--- PASSAGE GIVEN ---

■ ■ ■ ■ ■ ■ ■

# My Tabasco Hot Sauce Collection (Pt. 2)



## shadeone (Dec 19, 2014)

Some of you may remember my thread from last year showing my collection of Tabasco pepper sauce bottles and collectibles https://www.antique-bottles.net/forum/My-Tabasco-Hot-Sauce-Collection-m645367.aspx . Well that thread is locked now and I have accumulated more items so I think its time for another thread, this time with more focus on the antique bottles, since that is the forum title and all! All of the bottles with the cork tops are pre-1920s, the farthest left being one of the first variants from the late 1800s with the sharper shoulders and "pepper" wording on the bottom embossing. The one on the right with the threaded top is a 1940s WWII era bottle. 
	

	
	
		
		

		
			














 Edit:fixed link


----------



## sandchip (Dec 21, 2014)

Impressive.  Never knew there was such a variety.  Looks Christmassy too!


----------



## Robby Raccoon (Dec 21, 2014)

What are the ages of the labeled ones and boxes?


----------



## glass man (Dec 22, 2014)

COOL! I have small one that was issued to a friend by the ARMY in the 82 AIRBORN..he gave it to me right before the IRAQ WAR started where he did a number of tours..really means a lot to me because of who gave it to me and where it came from!!  Do you have one of these?Have not heard from him in a few years...JAMIE


----------



## shadeone (Dec 22, 2014)

The ones in the back row against the wall are all the current available flavors.
The row in front of that starting from the left is an ACL (applied color label) / painted on label that was issued for the military for the Korean War. Next is the a 1993 commemorative replica bottle (replica of the late 1800s bottles with the cork stoppers and metal "sprinkler" tops). Next, the 2008 reserve, 2011 reserve, "big easy" limited from last year I believe, UK Queen's Jubilee limited from 2012, and the UK Queens Royal Seal approved bottle (current).
The row in front of that is all the early bottles, followed by 4 boxed bottles. Two on the left are from the 60s, the two on the right are from 2013 and 2014.

■ ■ ■ ■ ■ ■ ■

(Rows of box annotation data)
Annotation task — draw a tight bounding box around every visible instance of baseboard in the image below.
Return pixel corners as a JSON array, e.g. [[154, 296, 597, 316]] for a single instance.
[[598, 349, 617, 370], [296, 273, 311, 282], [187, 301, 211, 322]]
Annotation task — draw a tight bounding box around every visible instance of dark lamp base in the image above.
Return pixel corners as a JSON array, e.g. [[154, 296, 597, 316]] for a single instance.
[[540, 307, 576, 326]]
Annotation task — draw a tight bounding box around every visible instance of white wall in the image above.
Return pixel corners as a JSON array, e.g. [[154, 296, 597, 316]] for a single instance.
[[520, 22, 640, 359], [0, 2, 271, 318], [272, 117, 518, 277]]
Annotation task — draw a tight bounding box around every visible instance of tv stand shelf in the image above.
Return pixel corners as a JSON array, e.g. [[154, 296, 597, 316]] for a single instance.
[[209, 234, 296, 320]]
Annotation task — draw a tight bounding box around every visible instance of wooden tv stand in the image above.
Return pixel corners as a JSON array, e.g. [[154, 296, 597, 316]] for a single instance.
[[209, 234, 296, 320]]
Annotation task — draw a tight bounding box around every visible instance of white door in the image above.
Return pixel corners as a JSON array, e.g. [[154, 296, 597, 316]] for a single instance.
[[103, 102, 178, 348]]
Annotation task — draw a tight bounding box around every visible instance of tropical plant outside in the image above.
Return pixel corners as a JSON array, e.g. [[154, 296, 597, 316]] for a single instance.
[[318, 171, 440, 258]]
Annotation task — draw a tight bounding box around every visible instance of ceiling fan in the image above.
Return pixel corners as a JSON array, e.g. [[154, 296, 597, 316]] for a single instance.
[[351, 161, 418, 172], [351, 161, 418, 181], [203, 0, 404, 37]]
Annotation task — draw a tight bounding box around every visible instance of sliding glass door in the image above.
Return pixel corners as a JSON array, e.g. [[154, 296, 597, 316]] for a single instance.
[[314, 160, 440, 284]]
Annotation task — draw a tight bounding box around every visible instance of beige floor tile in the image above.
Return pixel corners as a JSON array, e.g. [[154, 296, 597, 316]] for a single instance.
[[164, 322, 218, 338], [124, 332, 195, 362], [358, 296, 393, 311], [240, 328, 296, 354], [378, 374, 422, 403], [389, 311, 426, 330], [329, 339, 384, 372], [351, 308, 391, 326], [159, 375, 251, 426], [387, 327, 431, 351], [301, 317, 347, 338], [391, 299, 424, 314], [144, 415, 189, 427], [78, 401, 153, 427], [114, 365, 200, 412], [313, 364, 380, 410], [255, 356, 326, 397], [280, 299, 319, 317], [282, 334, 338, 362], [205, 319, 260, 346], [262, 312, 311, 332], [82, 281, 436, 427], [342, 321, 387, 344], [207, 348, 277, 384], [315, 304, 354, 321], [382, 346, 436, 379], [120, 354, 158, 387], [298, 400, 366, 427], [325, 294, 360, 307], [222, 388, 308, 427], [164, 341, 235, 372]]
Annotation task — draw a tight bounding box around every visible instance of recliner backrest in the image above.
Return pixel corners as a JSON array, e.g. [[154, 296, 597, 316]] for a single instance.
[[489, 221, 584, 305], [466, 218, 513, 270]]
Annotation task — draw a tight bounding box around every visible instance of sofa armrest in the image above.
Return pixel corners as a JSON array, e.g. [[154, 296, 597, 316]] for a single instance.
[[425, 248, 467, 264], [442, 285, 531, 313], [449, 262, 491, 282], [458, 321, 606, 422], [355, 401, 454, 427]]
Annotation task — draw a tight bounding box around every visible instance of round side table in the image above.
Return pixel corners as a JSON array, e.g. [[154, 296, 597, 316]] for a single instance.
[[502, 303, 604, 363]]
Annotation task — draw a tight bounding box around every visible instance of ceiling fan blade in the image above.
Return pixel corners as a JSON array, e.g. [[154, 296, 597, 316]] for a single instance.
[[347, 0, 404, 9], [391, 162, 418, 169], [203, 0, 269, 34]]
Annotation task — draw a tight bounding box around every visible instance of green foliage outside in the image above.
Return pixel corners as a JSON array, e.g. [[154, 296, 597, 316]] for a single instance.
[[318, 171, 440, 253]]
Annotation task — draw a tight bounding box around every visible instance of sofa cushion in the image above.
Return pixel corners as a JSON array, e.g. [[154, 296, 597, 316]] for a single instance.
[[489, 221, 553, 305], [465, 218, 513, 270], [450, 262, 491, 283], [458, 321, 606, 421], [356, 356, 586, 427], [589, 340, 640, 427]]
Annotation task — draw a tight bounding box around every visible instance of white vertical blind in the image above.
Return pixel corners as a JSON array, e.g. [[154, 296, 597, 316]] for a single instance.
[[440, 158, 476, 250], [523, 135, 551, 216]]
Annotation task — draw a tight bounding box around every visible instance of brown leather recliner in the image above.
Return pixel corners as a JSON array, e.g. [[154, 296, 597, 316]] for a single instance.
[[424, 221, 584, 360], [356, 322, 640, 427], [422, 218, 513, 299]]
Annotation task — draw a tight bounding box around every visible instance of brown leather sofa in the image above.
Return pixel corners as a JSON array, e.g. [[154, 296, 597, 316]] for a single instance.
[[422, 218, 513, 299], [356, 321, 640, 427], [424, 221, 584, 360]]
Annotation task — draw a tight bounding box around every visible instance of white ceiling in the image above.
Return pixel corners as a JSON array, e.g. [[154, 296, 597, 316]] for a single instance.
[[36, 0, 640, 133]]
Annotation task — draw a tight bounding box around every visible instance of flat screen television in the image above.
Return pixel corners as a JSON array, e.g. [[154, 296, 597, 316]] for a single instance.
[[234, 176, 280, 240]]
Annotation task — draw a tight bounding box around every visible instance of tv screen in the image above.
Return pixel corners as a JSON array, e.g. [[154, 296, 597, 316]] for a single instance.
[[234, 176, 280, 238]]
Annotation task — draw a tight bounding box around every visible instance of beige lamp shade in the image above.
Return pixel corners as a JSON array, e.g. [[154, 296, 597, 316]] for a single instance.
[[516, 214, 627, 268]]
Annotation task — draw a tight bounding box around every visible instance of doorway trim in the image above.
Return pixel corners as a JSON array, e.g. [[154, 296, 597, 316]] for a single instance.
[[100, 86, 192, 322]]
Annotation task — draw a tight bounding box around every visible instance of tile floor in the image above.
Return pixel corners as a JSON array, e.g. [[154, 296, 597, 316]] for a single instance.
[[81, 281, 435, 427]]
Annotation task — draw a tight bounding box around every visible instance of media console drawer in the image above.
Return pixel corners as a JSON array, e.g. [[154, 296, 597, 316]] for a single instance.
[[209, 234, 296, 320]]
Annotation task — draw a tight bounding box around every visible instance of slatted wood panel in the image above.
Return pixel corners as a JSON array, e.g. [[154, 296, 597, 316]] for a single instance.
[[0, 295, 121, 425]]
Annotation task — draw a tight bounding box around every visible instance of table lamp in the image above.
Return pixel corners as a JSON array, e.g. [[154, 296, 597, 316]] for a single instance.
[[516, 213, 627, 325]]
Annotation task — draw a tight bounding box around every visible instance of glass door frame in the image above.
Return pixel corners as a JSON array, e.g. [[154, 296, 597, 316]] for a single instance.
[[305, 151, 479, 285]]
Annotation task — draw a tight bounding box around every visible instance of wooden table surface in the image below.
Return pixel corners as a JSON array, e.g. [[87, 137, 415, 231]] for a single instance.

■ ■ ■ ■ ■ ■ ■

--- SET TASK A ---
Please return everything from "The row in front of that starting" down to "2013 and 2014." in the Tabasco collection thread.
--- SET TASK B ---
According to the Tabasco collection thread, the military was issued the ACL bottle for which war?

--- TASK RESPONSE A ---
The row in front of that starting from the left is an ACL (applied color label) / painted on label that was issued for the military for the Korean War. Next is the a 1993 commemorative replica bottle (replica of the late 1800s bottles with the cork stoppers and metal "sprinkler" tops). Next, the 2008 reserve, 2011 reserve, "big easy" limited from last year I believe, UK Queen's Jubilee limited from 2012, and the UK Queens Royal Seal approved bottle (current).
The row in front of that is all the early bottles, followed by 4 boxed bottles. Two on the left are from the 60s, the two on the right are from 2013 and 2014.

--- TASK RESPONSE B ---
The Korean War.